* Work task: Find every line in the items below that contains the string "coordinates", with matching case, and copy each of those lines in full.

* Material provided:
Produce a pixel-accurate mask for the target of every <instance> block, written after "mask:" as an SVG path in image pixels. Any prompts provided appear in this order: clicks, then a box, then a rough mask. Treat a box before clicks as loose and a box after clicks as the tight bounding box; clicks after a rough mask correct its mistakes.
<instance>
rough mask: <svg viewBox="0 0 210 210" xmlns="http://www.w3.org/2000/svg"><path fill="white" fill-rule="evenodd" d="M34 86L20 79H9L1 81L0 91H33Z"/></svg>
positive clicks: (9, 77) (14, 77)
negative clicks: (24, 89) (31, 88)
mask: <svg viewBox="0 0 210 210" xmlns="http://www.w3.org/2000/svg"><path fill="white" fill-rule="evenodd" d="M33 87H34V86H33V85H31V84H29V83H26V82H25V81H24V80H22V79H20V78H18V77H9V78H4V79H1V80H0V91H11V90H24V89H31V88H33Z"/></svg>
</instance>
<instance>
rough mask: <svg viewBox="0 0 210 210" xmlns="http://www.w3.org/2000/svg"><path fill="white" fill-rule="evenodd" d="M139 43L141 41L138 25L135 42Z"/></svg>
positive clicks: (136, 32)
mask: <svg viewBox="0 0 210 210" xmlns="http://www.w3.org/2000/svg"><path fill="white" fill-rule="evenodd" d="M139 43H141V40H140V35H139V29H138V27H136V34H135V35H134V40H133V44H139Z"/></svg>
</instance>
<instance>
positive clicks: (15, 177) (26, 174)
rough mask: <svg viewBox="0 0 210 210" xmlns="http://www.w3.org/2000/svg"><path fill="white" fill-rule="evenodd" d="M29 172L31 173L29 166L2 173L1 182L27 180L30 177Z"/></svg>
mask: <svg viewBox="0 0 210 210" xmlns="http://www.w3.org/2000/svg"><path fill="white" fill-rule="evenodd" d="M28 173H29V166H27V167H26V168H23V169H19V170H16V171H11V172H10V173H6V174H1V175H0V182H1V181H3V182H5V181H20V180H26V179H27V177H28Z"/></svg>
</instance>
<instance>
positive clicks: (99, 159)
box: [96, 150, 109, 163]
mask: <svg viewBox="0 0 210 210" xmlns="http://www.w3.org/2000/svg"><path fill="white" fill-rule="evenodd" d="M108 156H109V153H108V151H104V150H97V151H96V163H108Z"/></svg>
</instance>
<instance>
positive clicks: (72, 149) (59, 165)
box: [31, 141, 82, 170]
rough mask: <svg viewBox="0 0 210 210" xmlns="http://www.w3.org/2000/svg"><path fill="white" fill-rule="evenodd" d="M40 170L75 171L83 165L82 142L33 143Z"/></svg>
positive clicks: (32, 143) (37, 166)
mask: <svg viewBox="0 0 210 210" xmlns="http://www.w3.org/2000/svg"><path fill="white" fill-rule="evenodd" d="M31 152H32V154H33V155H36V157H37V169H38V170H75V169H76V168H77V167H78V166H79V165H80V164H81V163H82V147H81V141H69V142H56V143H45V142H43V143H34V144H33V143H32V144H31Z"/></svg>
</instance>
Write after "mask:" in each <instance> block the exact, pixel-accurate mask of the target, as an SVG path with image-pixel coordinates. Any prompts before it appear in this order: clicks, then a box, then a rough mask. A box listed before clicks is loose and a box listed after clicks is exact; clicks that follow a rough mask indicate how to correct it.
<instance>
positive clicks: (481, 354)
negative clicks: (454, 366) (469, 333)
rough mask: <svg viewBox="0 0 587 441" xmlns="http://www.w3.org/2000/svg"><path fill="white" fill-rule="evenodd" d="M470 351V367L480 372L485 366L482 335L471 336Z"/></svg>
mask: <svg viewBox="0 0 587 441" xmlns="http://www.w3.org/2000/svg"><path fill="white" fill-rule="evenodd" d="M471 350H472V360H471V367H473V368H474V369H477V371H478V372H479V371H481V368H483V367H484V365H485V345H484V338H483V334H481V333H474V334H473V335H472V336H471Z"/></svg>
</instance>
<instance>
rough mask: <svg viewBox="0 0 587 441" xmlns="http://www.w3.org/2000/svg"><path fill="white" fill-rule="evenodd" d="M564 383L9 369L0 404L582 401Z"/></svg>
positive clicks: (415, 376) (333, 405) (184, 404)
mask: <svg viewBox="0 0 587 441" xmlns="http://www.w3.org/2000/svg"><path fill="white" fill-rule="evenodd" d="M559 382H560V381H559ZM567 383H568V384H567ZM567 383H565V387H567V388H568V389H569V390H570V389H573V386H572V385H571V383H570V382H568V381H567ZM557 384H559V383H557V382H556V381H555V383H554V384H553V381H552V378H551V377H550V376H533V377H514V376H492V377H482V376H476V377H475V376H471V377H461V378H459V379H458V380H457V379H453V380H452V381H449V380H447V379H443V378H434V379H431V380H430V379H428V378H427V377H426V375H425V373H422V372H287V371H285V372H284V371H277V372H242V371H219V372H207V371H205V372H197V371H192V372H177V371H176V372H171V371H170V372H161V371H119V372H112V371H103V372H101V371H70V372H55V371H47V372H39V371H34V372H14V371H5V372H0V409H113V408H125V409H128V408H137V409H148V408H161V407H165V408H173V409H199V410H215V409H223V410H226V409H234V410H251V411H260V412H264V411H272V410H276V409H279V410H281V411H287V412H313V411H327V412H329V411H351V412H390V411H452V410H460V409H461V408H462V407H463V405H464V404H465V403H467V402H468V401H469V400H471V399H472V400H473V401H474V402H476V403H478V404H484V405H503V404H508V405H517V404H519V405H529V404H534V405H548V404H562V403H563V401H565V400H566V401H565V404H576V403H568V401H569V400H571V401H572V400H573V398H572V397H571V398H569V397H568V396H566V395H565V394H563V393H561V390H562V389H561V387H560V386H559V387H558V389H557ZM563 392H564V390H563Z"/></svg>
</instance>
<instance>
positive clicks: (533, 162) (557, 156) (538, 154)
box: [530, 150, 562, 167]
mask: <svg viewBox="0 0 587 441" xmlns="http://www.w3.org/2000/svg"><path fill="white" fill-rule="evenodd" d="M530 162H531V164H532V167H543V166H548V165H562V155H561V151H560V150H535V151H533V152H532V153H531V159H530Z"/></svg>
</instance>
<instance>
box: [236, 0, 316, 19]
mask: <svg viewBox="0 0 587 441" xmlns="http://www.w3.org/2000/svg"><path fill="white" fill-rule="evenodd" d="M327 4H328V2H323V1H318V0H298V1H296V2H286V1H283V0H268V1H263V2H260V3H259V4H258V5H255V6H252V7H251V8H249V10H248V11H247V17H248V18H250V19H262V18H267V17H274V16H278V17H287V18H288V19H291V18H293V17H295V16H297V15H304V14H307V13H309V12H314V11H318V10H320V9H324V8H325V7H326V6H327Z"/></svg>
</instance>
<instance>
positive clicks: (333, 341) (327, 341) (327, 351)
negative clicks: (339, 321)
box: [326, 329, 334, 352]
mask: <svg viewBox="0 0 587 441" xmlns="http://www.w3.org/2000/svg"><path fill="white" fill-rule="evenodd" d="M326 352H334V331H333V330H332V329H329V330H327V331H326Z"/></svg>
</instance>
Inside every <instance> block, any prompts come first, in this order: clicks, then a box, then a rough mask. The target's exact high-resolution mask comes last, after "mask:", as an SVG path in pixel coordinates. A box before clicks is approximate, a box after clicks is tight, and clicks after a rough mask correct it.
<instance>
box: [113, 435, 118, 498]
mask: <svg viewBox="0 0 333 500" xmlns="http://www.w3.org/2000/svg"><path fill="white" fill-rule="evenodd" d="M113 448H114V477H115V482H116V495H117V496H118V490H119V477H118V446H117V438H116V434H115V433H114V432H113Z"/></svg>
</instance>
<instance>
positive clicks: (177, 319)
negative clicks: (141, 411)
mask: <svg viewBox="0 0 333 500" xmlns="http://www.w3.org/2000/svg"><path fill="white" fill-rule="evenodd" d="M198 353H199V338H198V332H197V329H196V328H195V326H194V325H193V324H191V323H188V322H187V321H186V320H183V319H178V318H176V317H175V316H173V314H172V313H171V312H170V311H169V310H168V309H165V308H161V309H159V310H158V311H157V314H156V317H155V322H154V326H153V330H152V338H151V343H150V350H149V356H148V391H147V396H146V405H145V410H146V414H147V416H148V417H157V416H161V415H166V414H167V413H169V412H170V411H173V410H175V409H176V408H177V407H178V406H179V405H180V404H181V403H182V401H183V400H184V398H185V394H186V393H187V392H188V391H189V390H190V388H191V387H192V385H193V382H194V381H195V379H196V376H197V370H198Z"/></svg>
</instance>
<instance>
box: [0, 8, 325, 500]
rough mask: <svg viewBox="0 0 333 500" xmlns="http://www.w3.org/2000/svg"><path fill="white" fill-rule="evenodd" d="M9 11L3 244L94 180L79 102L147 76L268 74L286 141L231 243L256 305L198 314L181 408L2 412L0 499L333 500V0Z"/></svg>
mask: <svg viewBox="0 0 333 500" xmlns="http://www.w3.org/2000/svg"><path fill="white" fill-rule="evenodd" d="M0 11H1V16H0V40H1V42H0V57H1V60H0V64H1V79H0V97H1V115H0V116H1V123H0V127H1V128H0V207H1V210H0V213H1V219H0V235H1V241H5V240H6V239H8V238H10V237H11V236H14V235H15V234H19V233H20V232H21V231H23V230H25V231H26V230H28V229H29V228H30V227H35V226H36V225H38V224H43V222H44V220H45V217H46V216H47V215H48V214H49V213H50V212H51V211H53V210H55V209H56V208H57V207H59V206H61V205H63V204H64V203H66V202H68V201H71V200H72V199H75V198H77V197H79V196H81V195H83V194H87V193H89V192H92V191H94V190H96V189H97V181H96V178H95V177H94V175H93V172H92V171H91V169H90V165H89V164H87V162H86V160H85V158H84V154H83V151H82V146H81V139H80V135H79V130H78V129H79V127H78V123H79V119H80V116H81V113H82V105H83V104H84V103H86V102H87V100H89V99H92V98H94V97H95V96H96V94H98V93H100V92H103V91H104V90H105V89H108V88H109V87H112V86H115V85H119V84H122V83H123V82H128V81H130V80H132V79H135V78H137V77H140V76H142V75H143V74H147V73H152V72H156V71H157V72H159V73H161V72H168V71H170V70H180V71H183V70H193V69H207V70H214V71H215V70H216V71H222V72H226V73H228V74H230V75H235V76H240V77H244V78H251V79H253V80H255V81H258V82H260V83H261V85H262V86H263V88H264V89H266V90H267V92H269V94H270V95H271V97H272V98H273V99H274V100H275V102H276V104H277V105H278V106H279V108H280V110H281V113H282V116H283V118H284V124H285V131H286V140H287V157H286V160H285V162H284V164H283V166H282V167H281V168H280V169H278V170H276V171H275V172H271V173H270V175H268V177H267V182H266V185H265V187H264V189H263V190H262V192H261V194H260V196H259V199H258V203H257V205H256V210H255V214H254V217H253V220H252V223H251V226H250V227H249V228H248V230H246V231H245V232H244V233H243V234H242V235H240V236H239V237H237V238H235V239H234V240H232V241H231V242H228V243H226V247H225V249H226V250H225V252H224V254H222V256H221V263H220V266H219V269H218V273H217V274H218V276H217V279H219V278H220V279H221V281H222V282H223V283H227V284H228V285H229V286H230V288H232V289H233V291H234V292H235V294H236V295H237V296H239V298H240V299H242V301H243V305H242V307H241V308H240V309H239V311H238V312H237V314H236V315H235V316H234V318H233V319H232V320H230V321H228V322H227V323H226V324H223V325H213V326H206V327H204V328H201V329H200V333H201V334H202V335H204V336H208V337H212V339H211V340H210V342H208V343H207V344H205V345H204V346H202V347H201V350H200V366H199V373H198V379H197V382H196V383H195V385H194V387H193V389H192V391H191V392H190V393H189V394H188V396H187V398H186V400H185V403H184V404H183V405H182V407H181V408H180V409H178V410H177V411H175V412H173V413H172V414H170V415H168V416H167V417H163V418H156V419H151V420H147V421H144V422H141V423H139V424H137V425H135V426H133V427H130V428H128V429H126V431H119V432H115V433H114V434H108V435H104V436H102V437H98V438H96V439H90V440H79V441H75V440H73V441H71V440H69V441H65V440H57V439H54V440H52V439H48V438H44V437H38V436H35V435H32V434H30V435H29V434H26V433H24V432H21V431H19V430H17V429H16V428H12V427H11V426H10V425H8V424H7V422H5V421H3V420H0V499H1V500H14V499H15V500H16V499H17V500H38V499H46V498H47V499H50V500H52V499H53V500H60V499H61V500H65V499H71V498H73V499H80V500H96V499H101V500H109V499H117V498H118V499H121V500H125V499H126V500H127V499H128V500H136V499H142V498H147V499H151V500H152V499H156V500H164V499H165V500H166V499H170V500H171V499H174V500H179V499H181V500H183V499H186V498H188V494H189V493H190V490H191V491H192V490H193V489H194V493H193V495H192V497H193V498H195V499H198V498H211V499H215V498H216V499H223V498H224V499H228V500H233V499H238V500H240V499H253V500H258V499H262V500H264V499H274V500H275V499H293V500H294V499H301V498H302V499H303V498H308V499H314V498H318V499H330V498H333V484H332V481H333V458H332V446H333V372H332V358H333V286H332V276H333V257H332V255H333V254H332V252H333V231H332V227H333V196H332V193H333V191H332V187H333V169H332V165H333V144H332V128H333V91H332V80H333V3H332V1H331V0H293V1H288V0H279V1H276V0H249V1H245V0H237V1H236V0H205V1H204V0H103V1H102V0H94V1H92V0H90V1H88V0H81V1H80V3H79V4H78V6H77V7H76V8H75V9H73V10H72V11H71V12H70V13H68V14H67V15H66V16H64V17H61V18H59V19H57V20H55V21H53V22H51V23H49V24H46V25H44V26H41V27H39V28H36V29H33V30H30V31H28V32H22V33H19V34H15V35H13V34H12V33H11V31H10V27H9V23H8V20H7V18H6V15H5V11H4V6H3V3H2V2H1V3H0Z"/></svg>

* Exercise answer:
Write after "mask:" in each <instance> block the exact, pixel-accurate mask of the target, as an SVG path with image-pixel coordinates. Any prompts before it appear in this order: clicks, then a box, then a rough mask. A box listed before clicks is loose and a box listed after clicks is exact; clicks that follow a rough mask indicate how to correct it.
Inside every <instance> block, any prompts come first, in this order: clicks, then a box, then a rough mask. The target's exact high-resolution mask comes last, after "mask:", as an SVG path in pixel coordinates. A box before clicks is approximate, a box after clicks is tight, and clicks after a rough mask correct it.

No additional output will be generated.